▶ **Study text**
================================
1. Recovery from childbirth

Every woman will recover at a different rate and with different postpartum symptoms. For many new moms, the recovery period is a long journey that continues for many months after they’re back at work. There are over 28 physical postpartum symptoms that new mothers commonly report, including pelvic dysfunctions, headaches, heavy bleeding, fevers, and uterine infections, to name a few.

 

There are over 28 physical postpartum symptoms that new mothers commonly report, including pelvic dysfunctions, headaches, heavy bleeding, fevers, and uterine infections, to name a few.

 

2. Breastfeeding & pumping

For new moms that decide to breastfeed, pumping at work is cited as one of the biggest sources of stress when returning to their jobs. This may be due to a myriad of reasons. For example, workplace accommodations for pumping are often insufficient; office culture makes it difficult to take the necessary breaks for pumping, leading to physical discomforts like engorgement; and coworkers’ lack of understanding about a breastfeeding mom’s needs leads to an unhealthy work environment.
================================
Data entries
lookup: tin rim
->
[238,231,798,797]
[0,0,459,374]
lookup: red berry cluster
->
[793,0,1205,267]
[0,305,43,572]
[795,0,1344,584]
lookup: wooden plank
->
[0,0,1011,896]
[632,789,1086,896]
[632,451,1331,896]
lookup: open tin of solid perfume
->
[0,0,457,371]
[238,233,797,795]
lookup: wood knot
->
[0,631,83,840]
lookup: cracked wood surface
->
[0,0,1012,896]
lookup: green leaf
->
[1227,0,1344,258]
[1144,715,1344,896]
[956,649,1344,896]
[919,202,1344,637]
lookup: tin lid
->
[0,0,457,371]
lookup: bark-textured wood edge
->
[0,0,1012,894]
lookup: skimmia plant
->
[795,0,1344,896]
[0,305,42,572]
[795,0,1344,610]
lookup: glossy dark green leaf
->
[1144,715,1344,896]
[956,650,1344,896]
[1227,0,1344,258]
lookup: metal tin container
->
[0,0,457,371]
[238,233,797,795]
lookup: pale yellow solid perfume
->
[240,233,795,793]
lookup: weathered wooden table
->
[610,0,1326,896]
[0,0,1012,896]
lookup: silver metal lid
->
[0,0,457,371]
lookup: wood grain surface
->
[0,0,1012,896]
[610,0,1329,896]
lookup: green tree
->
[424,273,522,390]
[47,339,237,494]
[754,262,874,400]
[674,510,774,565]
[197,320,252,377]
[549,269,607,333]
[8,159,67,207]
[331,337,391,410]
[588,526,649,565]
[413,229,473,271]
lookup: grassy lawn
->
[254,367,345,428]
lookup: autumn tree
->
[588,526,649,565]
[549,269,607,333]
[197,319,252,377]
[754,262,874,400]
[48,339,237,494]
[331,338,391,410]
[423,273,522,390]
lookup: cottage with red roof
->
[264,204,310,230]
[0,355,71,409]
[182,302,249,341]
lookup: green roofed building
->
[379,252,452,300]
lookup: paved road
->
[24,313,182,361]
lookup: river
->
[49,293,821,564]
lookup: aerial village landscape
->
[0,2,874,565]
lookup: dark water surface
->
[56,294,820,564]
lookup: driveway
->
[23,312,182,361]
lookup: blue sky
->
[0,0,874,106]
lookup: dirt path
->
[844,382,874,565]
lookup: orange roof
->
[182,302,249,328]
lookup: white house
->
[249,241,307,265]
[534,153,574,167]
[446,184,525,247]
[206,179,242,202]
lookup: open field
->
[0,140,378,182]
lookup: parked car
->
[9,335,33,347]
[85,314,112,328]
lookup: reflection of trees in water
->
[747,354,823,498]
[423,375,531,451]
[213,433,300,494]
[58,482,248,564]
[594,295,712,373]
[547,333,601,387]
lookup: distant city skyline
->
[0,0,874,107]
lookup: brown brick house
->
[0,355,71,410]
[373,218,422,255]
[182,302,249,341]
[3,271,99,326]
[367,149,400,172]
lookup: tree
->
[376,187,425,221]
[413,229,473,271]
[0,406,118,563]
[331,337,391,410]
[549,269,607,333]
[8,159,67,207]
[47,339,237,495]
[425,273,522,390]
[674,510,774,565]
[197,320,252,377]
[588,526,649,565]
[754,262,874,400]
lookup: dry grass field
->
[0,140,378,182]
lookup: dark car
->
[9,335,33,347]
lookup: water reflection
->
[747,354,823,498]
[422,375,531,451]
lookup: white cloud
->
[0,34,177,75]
================================
▶ **Task statement**
From the text on new mothers returning to work, reproduce the passage starting with "2. Breastfeeding &" and going on through "unhealthy work environment.".

▶ **Exercise output**
2. Breastfeeding & pumping

For new moms that decide to breastfeed, pumping at work is cited as one of the biggest sources of stress when returning to their jobs. This may be due to a myriad of reasons. For example, workplace accommodations for pumping are often insufficient; office culture makes it difficult to take the necessary breaks for pumping, leading to physical discomforts like engorgement; and coworkers’ lack of understanding about a breastfeeding mom’s needs leads to an unhealthy work environment.